WHAT TO WORK ON: Print every one of these rows again, word for word and line for line.

-- START MATERIAL --

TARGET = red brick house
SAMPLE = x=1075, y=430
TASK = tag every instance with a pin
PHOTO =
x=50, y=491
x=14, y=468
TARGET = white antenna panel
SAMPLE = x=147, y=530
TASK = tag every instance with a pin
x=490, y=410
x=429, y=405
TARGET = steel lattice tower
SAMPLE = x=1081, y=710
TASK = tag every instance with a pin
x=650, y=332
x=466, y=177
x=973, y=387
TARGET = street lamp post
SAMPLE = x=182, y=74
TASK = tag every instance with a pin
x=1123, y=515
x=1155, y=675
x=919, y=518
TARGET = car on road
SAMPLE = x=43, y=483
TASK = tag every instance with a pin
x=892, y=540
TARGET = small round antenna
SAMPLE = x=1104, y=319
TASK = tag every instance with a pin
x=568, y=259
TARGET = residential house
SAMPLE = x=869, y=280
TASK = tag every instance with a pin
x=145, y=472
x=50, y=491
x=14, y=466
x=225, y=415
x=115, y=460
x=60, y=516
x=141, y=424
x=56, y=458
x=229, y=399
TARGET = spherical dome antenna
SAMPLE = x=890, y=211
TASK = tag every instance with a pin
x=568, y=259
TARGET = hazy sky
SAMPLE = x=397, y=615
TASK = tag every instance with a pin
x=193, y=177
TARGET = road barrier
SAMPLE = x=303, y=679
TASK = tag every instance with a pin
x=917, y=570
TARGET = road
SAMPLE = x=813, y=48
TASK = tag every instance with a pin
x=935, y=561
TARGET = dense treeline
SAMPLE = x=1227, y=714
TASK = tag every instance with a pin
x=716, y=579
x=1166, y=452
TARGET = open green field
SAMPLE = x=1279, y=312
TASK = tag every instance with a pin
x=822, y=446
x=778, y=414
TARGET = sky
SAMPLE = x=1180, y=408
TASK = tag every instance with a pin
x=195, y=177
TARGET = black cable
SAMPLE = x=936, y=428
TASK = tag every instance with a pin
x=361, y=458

-- END MATERIAL --

RESULT:
TARGET = red brick house
SAMPLE = x=1075, y=430
TASK = tag every instance with a pin
PHOTO =
x=50, y=491
x=14, y=468
TARGET = white antenna panel
SAMPLE = x=147, y=530
TASK = tag every instance with a pin
x=490, y=410
x=429, y=405
TARGET = steel lattice tower
SAMPLE = x=1081, y=710
TASK = tag every instance with a pin
x=650, y=332
x=466, y=177
x=973, y=387
TARGET = street lamp post
SAMPLE = x=182, y=74
TASK = tag every instance with a pin
x=1123, y=515
x=1155, y=675
x=919, y=518
TARGET = car on road
SAMPLE = x=43, y=483
TASK = tag every instance with a pin
x=892, y=540
TARGET = small round antenna
SAMPLE = x=1104, y=319
TASK = tag every instance with a pin
x=568, y=259
TARGET = residential house
SAMPLE = x=869, y=280
TASK = tag every instance with a pin
x=145, y=472
x=50, y=491
x=14, y=466
x=225, y=415
x=115, y=460
x=60, y=516
x=141, y=424
x=56, y=458
x=229, y=399
TARGET = spherical dome antenna
SAMPLE = x=890, y=211
TASK = tag every instance with a pin
x=568, y=259
TARGET = hazy sky
SAMPLE = x=397, y=615
TASK = tag every instance with a pin
x=193, y=177
TARGET = road barrier
SAMPLE = x=303, y=679
TASK = tag every instance with a pin
x=917, y=570
TARGET = road
SAMPLE = x=813, y=48
TASK = tag every instance with a pin
x=935, y=561
TARGET = dense treeline
SAMPLE = x=1227, y=714
TASK = tag every instance with a pin
x=716, y=579
x=1166, y=452
TARGET = open green field
SAMPLE = x=1279, y=312
TASK = tag every instance with a pin
x=822, y=446
x=778, y=414
TARGET = sky
SAMPLE = x=1180, y=408
TASK = tag every instance with a pin
x=195, y=177
TARGET = black cable
SAMPLE = x=936, y=428
TASK = tag every instance with a pin
x=361, y=458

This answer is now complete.